> Direction
Your copy of the material below should match it exactly, except that it holds no pictures.

> Point annotations for photos

☆ ☆ ☆ ☆

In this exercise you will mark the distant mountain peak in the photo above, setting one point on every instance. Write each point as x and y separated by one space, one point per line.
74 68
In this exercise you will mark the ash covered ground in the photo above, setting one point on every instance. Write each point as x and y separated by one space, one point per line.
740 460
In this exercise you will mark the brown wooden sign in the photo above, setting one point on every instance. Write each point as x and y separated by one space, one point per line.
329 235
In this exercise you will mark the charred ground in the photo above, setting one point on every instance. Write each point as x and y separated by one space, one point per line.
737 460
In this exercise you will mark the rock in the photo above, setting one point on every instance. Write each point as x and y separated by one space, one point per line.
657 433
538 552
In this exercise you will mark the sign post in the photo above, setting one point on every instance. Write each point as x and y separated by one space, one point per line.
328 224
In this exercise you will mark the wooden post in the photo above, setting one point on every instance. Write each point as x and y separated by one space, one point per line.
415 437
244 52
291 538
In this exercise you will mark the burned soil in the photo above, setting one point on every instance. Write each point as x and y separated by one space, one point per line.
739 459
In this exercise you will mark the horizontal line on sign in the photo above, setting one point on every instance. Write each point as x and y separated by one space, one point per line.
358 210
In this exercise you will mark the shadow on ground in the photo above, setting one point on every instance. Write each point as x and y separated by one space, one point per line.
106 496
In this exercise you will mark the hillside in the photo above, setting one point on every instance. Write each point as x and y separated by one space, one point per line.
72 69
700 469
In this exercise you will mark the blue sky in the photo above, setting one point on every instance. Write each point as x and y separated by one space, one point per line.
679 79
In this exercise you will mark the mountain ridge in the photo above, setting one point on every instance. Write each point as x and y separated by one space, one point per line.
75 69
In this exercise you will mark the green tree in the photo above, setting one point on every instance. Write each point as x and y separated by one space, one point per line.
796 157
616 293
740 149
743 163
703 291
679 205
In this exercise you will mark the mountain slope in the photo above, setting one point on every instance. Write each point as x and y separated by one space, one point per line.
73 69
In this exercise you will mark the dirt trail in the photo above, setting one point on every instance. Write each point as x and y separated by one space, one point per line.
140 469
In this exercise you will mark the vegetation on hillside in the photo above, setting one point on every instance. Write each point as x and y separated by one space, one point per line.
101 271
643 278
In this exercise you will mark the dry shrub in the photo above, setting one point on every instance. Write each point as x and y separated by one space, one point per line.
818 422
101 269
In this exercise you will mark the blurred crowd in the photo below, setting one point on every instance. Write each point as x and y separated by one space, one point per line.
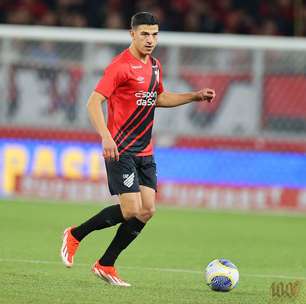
273 17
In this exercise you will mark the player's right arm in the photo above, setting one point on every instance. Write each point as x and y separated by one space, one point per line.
94 108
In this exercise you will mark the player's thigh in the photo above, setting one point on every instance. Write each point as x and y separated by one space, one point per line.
130 204
148 198
147 174
122 176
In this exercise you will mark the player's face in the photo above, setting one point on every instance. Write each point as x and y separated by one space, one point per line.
144 37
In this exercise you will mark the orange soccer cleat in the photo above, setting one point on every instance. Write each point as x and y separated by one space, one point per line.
109 275
69 247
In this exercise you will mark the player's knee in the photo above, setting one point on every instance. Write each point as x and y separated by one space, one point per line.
147 213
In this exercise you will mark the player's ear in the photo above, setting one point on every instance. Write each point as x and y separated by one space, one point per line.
132 33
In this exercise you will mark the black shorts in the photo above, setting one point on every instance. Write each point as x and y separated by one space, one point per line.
127 174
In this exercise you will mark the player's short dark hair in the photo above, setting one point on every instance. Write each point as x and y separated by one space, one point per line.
143 18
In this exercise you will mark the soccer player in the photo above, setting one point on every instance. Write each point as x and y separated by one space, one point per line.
132 85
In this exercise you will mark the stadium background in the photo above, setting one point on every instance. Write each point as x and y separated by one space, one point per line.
246 150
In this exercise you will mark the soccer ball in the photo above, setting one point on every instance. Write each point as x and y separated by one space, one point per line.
221 275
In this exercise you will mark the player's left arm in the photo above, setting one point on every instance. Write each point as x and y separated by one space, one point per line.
169 99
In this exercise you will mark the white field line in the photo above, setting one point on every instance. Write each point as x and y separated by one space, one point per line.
272 276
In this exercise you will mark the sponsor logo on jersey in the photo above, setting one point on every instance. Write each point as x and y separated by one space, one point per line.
145 98
136 67
128 180
140 79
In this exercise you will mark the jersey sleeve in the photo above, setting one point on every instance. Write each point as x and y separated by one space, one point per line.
112 78
160 87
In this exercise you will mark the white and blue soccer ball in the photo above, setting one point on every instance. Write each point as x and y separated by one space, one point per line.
221 275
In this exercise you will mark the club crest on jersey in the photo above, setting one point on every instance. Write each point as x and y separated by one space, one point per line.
128 180
157 75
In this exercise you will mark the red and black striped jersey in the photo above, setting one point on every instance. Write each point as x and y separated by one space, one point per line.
131 88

☆ ☆ ☆ ☆

> The solution
In this exercise you will mark the distant mountain peak in the photo above, setting one point on every instance. Write each point as x and y separated by one space, one point per line.
74 68
In this exercise you will mark the ash covered ground in the photo above, setting one point on every instance. Write each point as x and y separated by one space, one point per line.
740 460
In this exercise you will mark the brown wooden sign in the photo above, setting one point on every instance. Write each point as x and y separated by one space, one point per line.
329 235
In this exercise you will mark the charred ground in the photo above, setting one point on every instance. Write each point as x and y separated by one space, one point per line.
737 460
In this exercise you will mark the rock in the photo above, setting one point on every instance. Write each point as x and y separated by one space, one point per line.
657 433
538 552
In this exercise you will mark the sign post in the photo above, setting one point on every instance. Write each point as x and y separated by one space, one point per line.
328 224
In this exercise you will mark the wooden post in the photo above, setting one point on every instance. Write each point as x and y separated by one space, one point per line.
415 437
244 52
291 538
In this exercise you will mark the burned soil in the photo above, setting one point on every instance. Write each point as x and y separated by one space, one point per line.
739 459
In this exercise you will mark the horizontal line on sign in the photo above, setting one point on every instance. Write each point as x and y separated by one space, one point per line.
358 210
In this exercise you will mark the shadow on ground in the photo above, setting one point on every instance. Write each point as x and y separated by one space, one point per line.
106 496
In this exercise you will mark the hillside in the photo above, setting one point on every instance. Write each point as x and y separated by one space, one point per line.
72 69
700 469
In this exercise you will mark the blue sky in the photo above, setting one point on every instance. Write each point as x and y separated by one space, one point per line.
679 79
In this exercise you will mark the mountain ridge in the photo above, setting one point on every instance. Write each point as x and y separated by one space, one point per line.
75 69
In this exercise you will mark the green tree in the photo above, setting one point on every instance. Write each point as x and y separated by one space, one point per line.
796 157
616 293
740 149
743 163
703 291
679 205
In this exercise you will mark the mountain slope in the photo above, setting one point on every instance. Write each point as x and y separated by one space, one point per line.
73 69
In this exercise you will mark the dirt trail in the photo above, setting one point on every instance. Write each point as x and y separated by one space, one point per line.
140 469
In this exercise you will mark the vegetation on hillside in the photo above, setting one point on every instance. Write each point as x and y separated by one space, one point per line.
101 271
643 278
In this exercise you will mark the dry shrub in the photo above, setting one point on every instance. Write each point as x and y separated by one space, one point per line.
818 422
101 269
In this exercise you will mark the blurred crowd in the photo below, setting one point on every instance. Write each point as x and y separated by one space, one point per line.
273 17
In this exercise you will mark the player's right arm in the photo above, setting one point on every instance. Write each point as x and y separated by one space, one point per line.
94 108
In this exercise you will mark the player's thigh in the photo above, setting one point on every instance. Write each point as x and y separated by one space, one point per line.
130 204
148 198
147 174
122 176
In this exercise you will mark the player's face in the photo above, setting one point on every instance. Write each point as x and y separated by one space, one point per line.
144 37
In this exercise you will mark the orange soccer cleat in the photo above, setting one point on every instance. Write each point as x and y separated by one space, one point per line.
109 275
69 247
In this exercise you will mark the player's knee in the photo above, setting one point on every instance. Write each point as x and y separated by one space, one point per line.
147 213
In this exercise you will mark the player's ear in the photo above, setting one point on every instance. Write each point as x and y separated by one space, one point per line.
132 33
In this exercise you will mark the black shorts in the photo above, setting one point on every instance. Write each point as x and y separated by one space, one point per line.
127 174
In this exercise you will mark the player's short dark hair in the photo above, setting one point on every instance. Write each point as x and y separated by one space, one point per line.
143 18
In this exercise you will mark the soccer player in the photo above, setting one point on every instance. Write each point as x and y separated by one space, one point per line.
132 85
In this exercise you will mark the stadium background in the photo above, setting one point on every instance. Write each point as x and y separated by one space, one point per line.
246 150
In this exercise you will mark the soccer ball in the photo above, setting one point on every instance. Write each point as x and y separated by one space, one point per line.
221 275
In this exercise you will mark the player's left arm in the photo above, setting one point on every instance. Write each point as x and y separated by one space, one point per line.
169 99
In this exercise you will mark the white field line in the photo above, setting one point on every instance. Write each point as x and y separated by one space, one point per line.
272 276
In this exercise you will mark the sponsor logo on jersey in the photo above, setting one point on every instance. Write each point as x and y separated by one space, one point per line.
145 98
136 67
128 180
140 79
In this exercise you will mark the jersey sleeve in the photo above, setting one point on every instance. Write each point as x and y separated by one space, one point per line.
112 78
160 87
In this exercise you will mark the white and blue soccer ball in the photo above, setting one point on every instance. Write each point as x and y separated by one space, one point per line.
221 275
In this exercise you will mark the club crest on jersey in the photo above, setting one point on every instance. Write each point as x and y separated by one space, one point per line.
128 180
157 75
In this exercise you will mark the red and black striped jersey in the photo above, setting one point on every instance. Write each point as x and y separated by one space, one point per line.
131 88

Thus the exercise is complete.